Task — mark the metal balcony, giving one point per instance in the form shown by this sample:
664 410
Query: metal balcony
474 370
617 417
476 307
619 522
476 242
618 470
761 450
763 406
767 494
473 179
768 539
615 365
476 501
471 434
============
:: EXERCISE DIRECTIONS ::
Copy all records verbatim.

:: WRITTEN ANSWER ::
Task — mark the metal balcony, giving one point per instance in the form shown by this sample:
664 410
Query: metal balcony
474 370
617 417
476 307
619 522
476 242
618 470
761 450
763 406
767 494
473 179
768 539
615 365
476 501
471 434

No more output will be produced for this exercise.